What the task asks: Please update the lines of the listing from the line with "TARGET = grape stem" through the end of the listing, replacing "innermost" with "central" and leaving everything else unchanged. Give only those lines, and leave the pictures out of your answer.

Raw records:
▶

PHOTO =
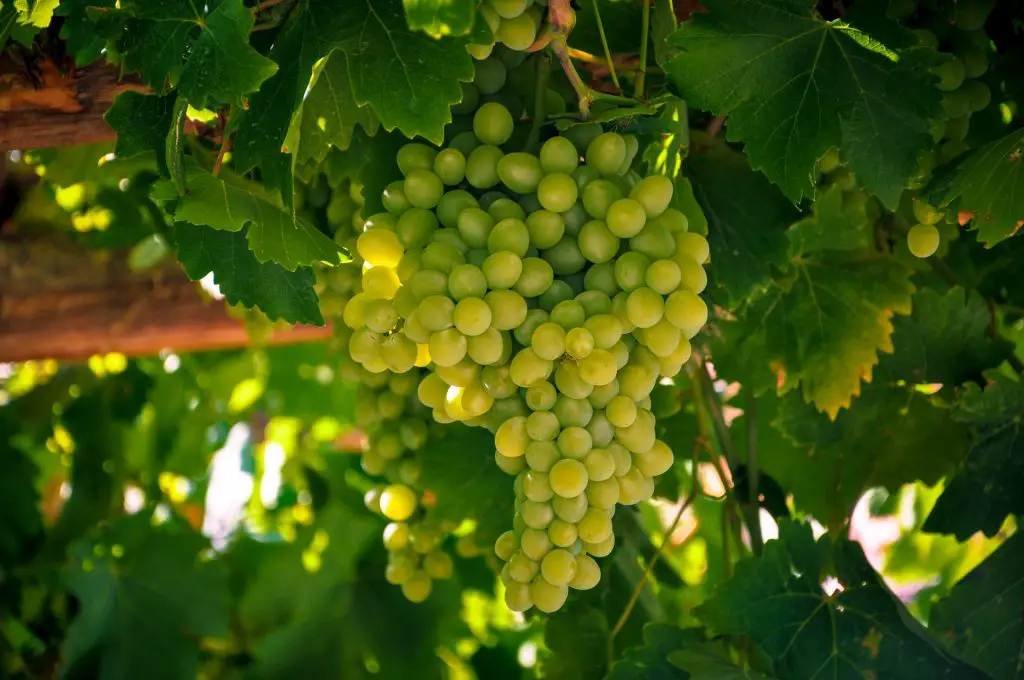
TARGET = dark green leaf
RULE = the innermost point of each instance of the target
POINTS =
(145, 598)
(747, 219)
(440, 17)
(986, 489)
(243, 279)
(794, 85)
(990, 185)
(947, 340)
(861, 630)
(822, 329)
(981, 619)
(459, 470)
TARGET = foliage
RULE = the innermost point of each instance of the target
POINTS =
(846, 487)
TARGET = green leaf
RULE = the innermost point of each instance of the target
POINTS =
(947, 340)
(329, 114)
(440, 17)
(981, 619)
(142, 123)
(821, 328)
(84, 38)
(877, 442)
(145, 598)
(747, 218)
(459, 470)
(705, 664)
(989, 184)
(794, 86)
(860, 631)
(651, 662)
(993, 470)
(243, 279)
(839, 222)
(205, 55)
(36, 12)
(273, 234)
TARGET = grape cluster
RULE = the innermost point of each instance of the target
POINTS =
(544, 297)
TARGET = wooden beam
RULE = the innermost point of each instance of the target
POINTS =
(50, 108)
(60, 301)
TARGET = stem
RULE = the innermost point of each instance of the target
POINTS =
(750, 513)
(644, 39)
(604, 44)
(653, 560)
(540, 108)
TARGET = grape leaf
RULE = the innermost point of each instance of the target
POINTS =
(459, 470)
(990, 185)
(822, 328)
(142, 123)
(273, 234)
(36, 12)
(747, 218)
(981, 619)
(144, 605)
(861, 630)
(243, 279)
(704, 664)
(83, 38)
(838, 223)
(794, 85)
(329, 114)
(835, 462)
(946, 340)
(440, 17)
(651, 662)
(993, 469)
(206, 55)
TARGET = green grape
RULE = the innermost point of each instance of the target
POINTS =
(397, 502)
(417, 588)
(415, 157)
(654, 462)
(518, 33)
(923, 240)
(511, 236)
(472, 316)
(493, 125)
(537, 515)
(597, 243)
(535, 543)
(598, 196)
(558, 566)
(600, 465)
(423, 188)
(467, 281)
(481, 166)
(569, 509)
(654, 194)
(537, 277)
(438, 565)
(606, 153)
(626, 218)
(450, 165)
(520, 172)
(491, 75)
(546, 228)
(564, 257)
(542, 455)
(558, 155)
(557, 193)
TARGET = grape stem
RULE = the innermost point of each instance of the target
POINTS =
(607, 50)
(653, 560)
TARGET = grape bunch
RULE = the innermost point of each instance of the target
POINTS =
(544, 297)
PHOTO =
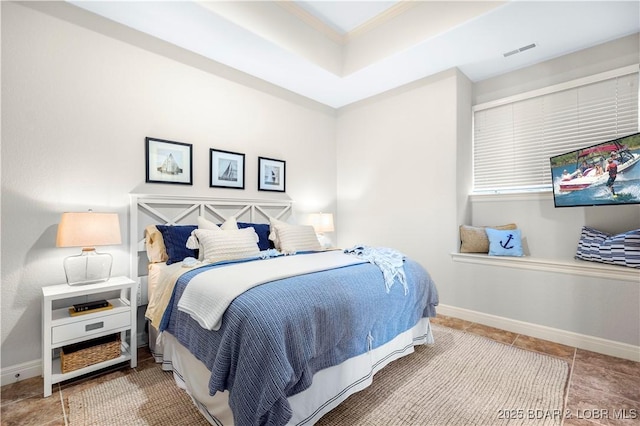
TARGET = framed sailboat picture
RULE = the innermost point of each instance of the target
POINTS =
(226, 169)
(169, 162)
(271, 174)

◀

Solution for this task:
TARGET = grape stem
RULE = the central point of each instance of the target
POINTS =
(607, 50)
(653, 560)
TARGET = grape bunch
RULE = the central point of each instance of the target
POINTS =
(544, 297)
PHOTO =
TARGET = framed sailboat picture
RULE = the central point of each instance of the target
POINTS =
(226, 169)
(169, 162)
(271, 174)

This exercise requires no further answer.